### Dataset entries
--- START ---
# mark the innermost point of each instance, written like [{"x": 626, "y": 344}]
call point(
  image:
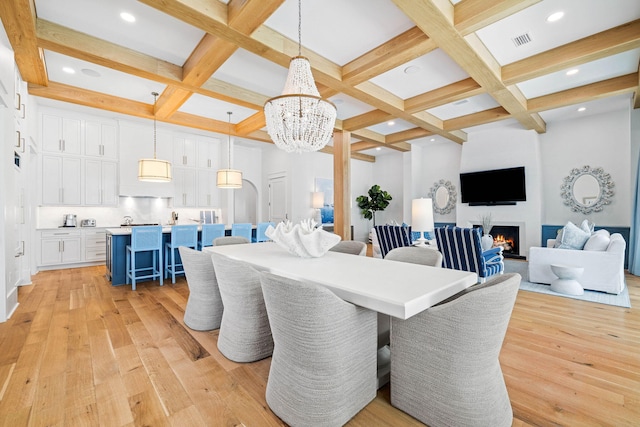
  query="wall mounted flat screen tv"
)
[{"x": 493, "y": 187}]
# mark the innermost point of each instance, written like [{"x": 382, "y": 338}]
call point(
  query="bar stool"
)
[
  {"x": 181, "y": 235},
  {"x": 242, "y": 229},
  {"x": 209, "y": 233},
  {"x": 144, "y": 239},
  {"x": 261, "y": 227}
]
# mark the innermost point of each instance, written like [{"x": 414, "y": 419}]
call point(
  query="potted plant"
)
[{"x": 377, "y": 200}]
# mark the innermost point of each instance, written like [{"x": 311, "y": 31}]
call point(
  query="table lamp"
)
[
  {"x": 317, "y": 202},
  {"x": 421, "y": 219}
]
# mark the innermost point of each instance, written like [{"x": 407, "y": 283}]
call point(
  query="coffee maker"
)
[{"x": 69, "y": 220}]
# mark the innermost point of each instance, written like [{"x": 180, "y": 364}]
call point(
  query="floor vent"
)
[{"x": 522, "y": 39}]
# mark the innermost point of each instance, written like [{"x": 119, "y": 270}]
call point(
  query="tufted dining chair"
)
[
  {"x": 204, "y": 305},
  {"x": 444, "y": 363},
  {"x": 323, "y": 369},
  {"x": 245, "y": 334}
]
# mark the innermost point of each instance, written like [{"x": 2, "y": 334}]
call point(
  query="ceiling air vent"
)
[{"x": 521, "y": 39}]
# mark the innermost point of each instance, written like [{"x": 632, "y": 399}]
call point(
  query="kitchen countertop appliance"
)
[{"x": 70, "y": 220}]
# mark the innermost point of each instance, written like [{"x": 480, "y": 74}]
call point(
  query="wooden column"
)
[{"x": 342, "y": 184}]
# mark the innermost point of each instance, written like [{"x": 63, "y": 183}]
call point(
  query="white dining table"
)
[{"x": 395, "y": 288}]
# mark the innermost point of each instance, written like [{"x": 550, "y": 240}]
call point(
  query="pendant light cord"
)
[
  {"x": 229, "y": 138},
  {"x": 299, "y": 27},
  {"x": 155, "y": 99}
]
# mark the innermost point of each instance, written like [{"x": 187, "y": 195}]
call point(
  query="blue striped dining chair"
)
[{"x": 461, "y": 250}]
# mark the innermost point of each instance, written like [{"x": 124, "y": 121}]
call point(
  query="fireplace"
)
[{"x": 507, "y": 236}]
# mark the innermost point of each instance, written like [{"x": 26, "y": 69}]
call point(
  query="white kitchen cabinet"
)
[
  {"x": 184, "y": 151},
  {"x": 185, "y": 187},
  {"x": 95, "y": 241},
  {"x": 61, "y": 180},
  {"x": 100, "y": 183},
  {"x": 60, "y": 247},
  {"x": 208, "y": 153},
  {"x": 100, "y": 139},
  {"x": 207, "y": 191},
  {"x": 61, "y": 134}
]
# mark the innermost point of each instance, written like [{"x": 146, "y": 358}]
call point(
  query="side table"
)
[{"x": 567, "y": 282}]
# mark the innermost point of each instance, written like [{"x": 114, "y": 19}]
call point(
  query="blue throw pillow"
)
[{"x": 573, "y": 237}]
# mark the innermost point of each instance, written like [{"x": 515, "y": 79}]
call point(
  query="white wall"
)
[
  {"x": 505, "y": 148},
  {"x": 598, "y": 141}
]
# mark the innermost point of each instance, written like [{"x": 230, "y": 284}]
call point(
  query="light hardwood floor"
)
[{"x": 79, "y": 352}]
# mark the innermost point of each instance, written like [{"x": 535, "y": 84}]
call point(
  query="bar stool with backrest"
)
[
  {"x": 242, "y": 229},
  {"x": 261, "y": 227},
  {"x": 144, "y": 239},
  {"x": 209, "y": 233},
  {"x": 181, "y": 235}
]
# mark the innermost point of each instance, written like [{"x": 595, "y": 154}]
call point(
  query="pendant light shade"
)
[
  {"x": 154, "y": 170},
  {"x": 229, "y": 178},
  {"x": 299, "y": 119}
]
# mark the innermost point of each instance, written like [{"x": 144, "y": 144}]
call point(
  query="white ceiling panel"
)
[
  {"x": 581, "y": 19},
  {"x": 108, "y": 81},
  {"x": 215, "y": 109},
  {"x": 340, "y": 30},
  {"x": 420, "y": 75},
  {"x": 154, "y": 33},
  {"x": 464, "y": 106},
  {"x": 591, "y": 72}
]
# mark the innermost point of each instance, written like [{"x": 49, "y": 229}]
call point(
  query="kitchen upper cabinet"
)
[
  {"x": 136, "y": 142},
  {"x": 60, "y": 247},
  {"x": 207, "y": 191},
  {"x": 61, "y": 180},
  {"x": 184, "y": 151},
  {"x": 61, "y": 134},
  {"x": 185, "y": 187},
  {"x": 100, "y": 183},
  {"x": 208, "y": 152},
  {"x": 100, "y": 139}
]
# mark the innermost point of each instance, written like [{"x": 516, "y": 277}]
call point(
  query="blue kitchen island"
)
[{"x": 117, "y": 241}]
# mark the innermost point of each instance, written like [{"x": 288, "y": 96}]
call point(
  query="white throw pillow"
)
[
  {"x": 573, "y": 237},
  {"x": 599, "y": 241}
]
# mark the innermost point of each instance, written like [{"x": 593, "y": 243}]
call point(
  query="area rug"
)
[{"x": 522, "y": 267}]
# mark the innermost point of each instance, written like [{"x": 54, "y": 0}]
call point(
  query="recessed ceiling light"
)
[
  {"x": 555, "y": 17},
  {"x": 89, "y": 72},
  {"x": 411, "y": 69},
  {"x": 126, "y": 16}
]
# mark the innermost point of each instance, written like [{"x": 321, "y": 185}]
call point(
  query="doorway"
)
[{"x": 245, "y": 203}]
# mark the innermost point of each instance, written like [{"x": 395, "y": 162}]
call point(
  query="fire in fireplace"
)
[{"x": 508, "y": 237}]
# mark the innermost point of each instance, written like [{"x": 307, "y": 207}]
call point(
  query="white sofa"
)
[{"x": 603, "y": 270}]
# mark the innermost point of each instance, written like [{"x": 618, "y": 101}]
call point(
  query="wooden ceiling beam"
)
[
  {"x": 436, "y": 19},
  {"x": 19, "y": 20},
  {"x": 609, "y": 42},
  {"x": 401, "y": 49},
  {"x": 407, "y": 135},
  {"x": 598, "y": 90},
  {"x": 472, "y": 15}
]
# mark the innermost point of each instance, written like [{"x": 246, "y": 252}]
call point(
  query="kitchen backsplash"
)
[{"x": 142, "y": 210}]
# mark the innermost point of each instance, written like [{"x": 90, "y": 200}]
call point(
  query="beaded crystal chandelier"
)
[{"x": 299, "y": 119}]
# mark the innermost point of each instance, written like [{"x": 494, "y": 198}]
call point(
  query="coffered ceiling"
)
[{"x": 399, "y": 71}]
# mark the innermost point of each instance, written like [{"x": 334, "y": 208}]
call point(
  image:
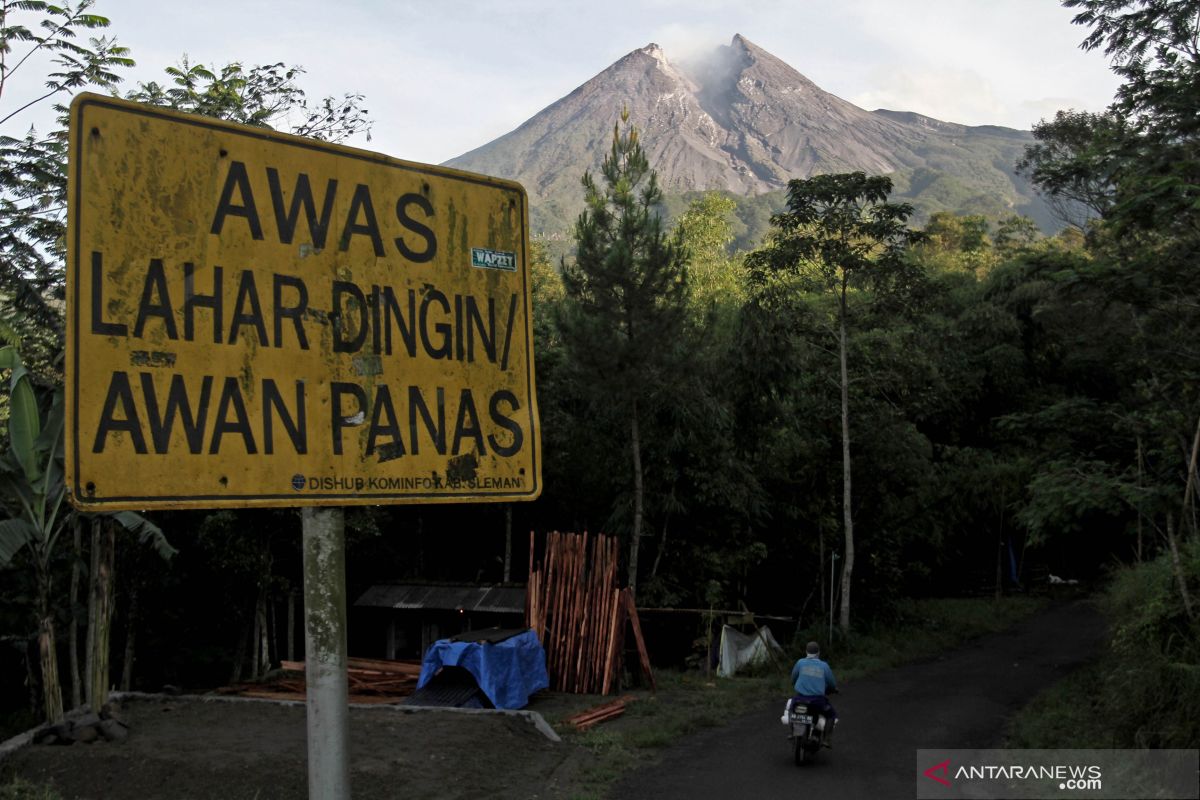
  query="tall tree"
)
--- END ---
### Description of the task
Every line of the data above should be quoted exactly. Omit the pictures.

### Result for this task
# mark the innermost point of each instance, written like [{"x": 626, "y": 344}]
call point(
  image:
  query="wall mounted flat screen tv"
)
[{"x": 493, "y": 187}]
# mark the innermost point of each instance, written like [{"x": 382, "y": 338}]
call point(
  query="bar stool"
)
[
  {"x": 181, "y": 235},
  {"x": 242, "y": 229},
  {"x": 209, "y": 233},
  {"x": 144, "y": 239},
  {"x": 261, "y": 227}
]
# mark the innermost point of each instance, written like [{"x": 414, "y": 419}]
call point(
  query="potted plant"
)
[{"x": 377, "y": 200}]
# mark the innermost point of each instance, written like [{"x": 311, "y": 31}]
call point(
  query="table lamp"
)
[
  {"x": 317, "y": 202},
  {"x": 421, "y": 219}
]
# mark the innermost point of each instance, written like [{"x": 407, "y": 283}]
call point(
  query="coffee maker"
)
[{"x": 69, "y": 220}]
# mark the innermost point of each instance, written like [{"x": 180, "y": 364}]
call point(
  query="floor vent"
)
[{"x": 522, "y": 39}]
# mark the innermost point of each instance, written like [{"x": 119, "y": 270}]
call point(
  query="tufted dining chair"
)
[
  {"x": 204, "y": 305},
  {"x": 444, "y": 363},
  {"x": 323, "y": 369},
  {"x": 245, "y": 334}
]
# mark the innermost point of each instance, written like [{"x": 2, "y": 334}]
call point(
  query="ceiling air vent"
)
[{"x": 521, "y": 39}]
# mark the innermost point of each instance, written like [{"x": 632, "y": 399}]
call point(
  query="kitchen countertop appliance"
)
[{"x": 70, "y": 220}]
# mark the innermost point of each instance, written like [{"x": 480, "y": 74}]
call point(
  query="wooden column"
)
[{"x": 342, "y": 184}]
# mark the innermost point of each instance, written like [{"x": 63, "y": 183}]
call point(
  query="white dining table"
)
[{"x": 395, "y": 288}]
# mark the innermost point of each instance, written like [{"x": 550, "y": 240}]
call point(
  query="pendant light cord"
)
[
  {"x": 229, "y": 138},
  {"x": 299, "y": 27},
  {"x": 155, "y": 99}
]
# mark the innermost point of each instance, written like [{"x": 187, "y": 195}]
call point(
  query="blue striped dining chair"
)
[{"x": 461, "y": 250}]
# mark the innermost point of each instance, written like [{"x": 124, "y": 121}]
call point(
  query="fireplace"
)
[{"x": 507, "y": 236}]
# mark the innermost point of each instance, written like [{"x": 26, "y": 69}]
call point(
  query="white kitchen cabinet"
)
[
  {"x": 184, "y": 151},
  {"x": 185, "y": 187},
  {"x": 95, "y": 241},
  {"x": 61, "y": 180},
  {"x": 100, "y": 183},
  {"x": 60, "y": 247},
  {"x": 208, "y": 153},
  {"x": 100, "y": 139},
  {"x": 207, "y": 191},
  {"x": 61, "y": 134}
]
# mark the innermost point of each instance, written like [{"x": 146, "y": 358}]
call point(
  query="side table"
)
[{"x": 567, "y": 282}]
# mark the innermost point of each instance, written like [{"x": 114, "y": 19}]
call point(
  query="blue throw pillow"
)
[{"x": 573, "y": 237}]
# mark the innermost point of each instance, written like [{"x": 515, "y": 79}]
call point(
  query="white wall"
)
[
  {"x": 505, "y": 148},
  {"x": 598, "y": 141}
]
# mark the innermost point of each instance, written like [{"x": 230, "y": 284}]
call point(
  query="light hardwood floor"
)
[{"x": 79, "y": 352}]
# mark the innermost point of each instance, written like [{"x": 535, "y": 84}]
call point(
  query="bar stool with backrest"
)
[
  {"x": 242, "y": 229},
  {"x": 261, "y": 227},
  {"x": 144, "y": 239},
  {"x": 209, "y": 233},
  {"x": 181, "y": 235}
]
# mark the innermost point of each instance, written like [{"x": 595, "y": 154}]
call point(
  query="pendant light shade"
)
[
  {"x": 154, "y": 170},
  {"x": 229, "y": 178},
  {"x": 299, "y": 119}
]
# mark the innermost point of each instance, written like [{"x": 144, "y": 144}]
call point(
  query="white ceiling panel"
)
[
  {"x": 581, "y": 19},
  {"x": 108, "y": 81},
  {"x": 215, "y": 109},
  {"x": 340, "y": 30},
  {"x": 420, "y": 75},
  {"x": 154, "y": 33},
  {"x": 464, "y": 106},
  {"x": 591, "y": 72}
]
# mark the innermost point of each instance, written like [{"x": 49, "y": 229}]
call point(
  query="kitchen upper cabinet"
)
[
  {"x": 136, "y": 142},
  {"x": 60, "y": 247},
  {"x": 207, "y": 191},
  {"x": 61, "y": 180},
  {"x": 184, "y": 151},
  {"x": 61, "y": 134},
  {"x": 185, "y": 187},
  {"x": 100, "y": 183},
  {"x": 208, "y": 152},
  {"x": 100, "y": 139}
]
# mark the innermost point of each instance, written like [{"x": 516, "y": 277}]
call point(
  query="blue kitchen island"
)
[{"x": 117, "y": 241}]
# mark the innermost point of each instance, written like [{"x": 288, "y": 96}]
call point(
  query="white throw pillow"
)
[
  {"x": 573, "y": 237},
  {"x": 599, "y": 241}
]
# mark the innermost point of each instance, written like [{"x": 593, "y": 243}]
call point(
  query="area rug"
)
[{"x": 522, "y": 267}]
# mark the innermost point of each instance, written like [{"x": 54, "y": 0}]
call point(
  query="recessed ceiling light"
)
[
  {"x": 555, "y": 17},
  {"x": 89, "y": 72},
  {"x": 411, "y": 69},
  {"x": 126, "y": 16}
]
# mark the innermost point of each instance, written like [{"x": 321, "y": 185}]
call point(
  query="doorway"
)
[{"x": 245, "y": 203}]
# mark the innermost point of each instance, written like [{"x": 395, "y": 162}]
call point(
  query="fire in fireplace"
)
[{"x": 508, "y": 237}]
# mark the innermost point of each instance, written like [{"x": 307, "y": 207}]
call point(
  query="white sofa"
)
[{"x": 603, "y": 270}]
# mark the innermost point of each instance, written like [{"x": 618, "y": 101}]
call point(
  query="wooden ceiling beam"
)
[
  {"x": 436, "y": 19},
  {"x": 19, "y": 20},
  {"x": 609, "y": 42},
  {"x": 401, "y": 49},
  {"x": 407, "y": 135},
  {"x": 598, "y": 90},
  {"x": 472, "y": 15}
]
# mark the innermost point of each instance, written like [{"x": 246, "y": 252}]
call point(
  query="kitchen backsplash"
)
[{"x": 142, "y": 210}]
# mark the innermost point of each instance, written like [{"x": 90, "y": 200}]
call point(
  query="beaded crystal chandelier"
)
[{"x": 299, "y": 119}]
# mark the innermost point of each instance, written like [{"x": 494, "y": 198}]
call point(
  query="coffered ceiling"
)
[{"x": 399, "y": 71}]
# mark the innermost point of each instance, written like [{"x": 334, "y": 208}]
call point(
  image:
  query="tall tree"
)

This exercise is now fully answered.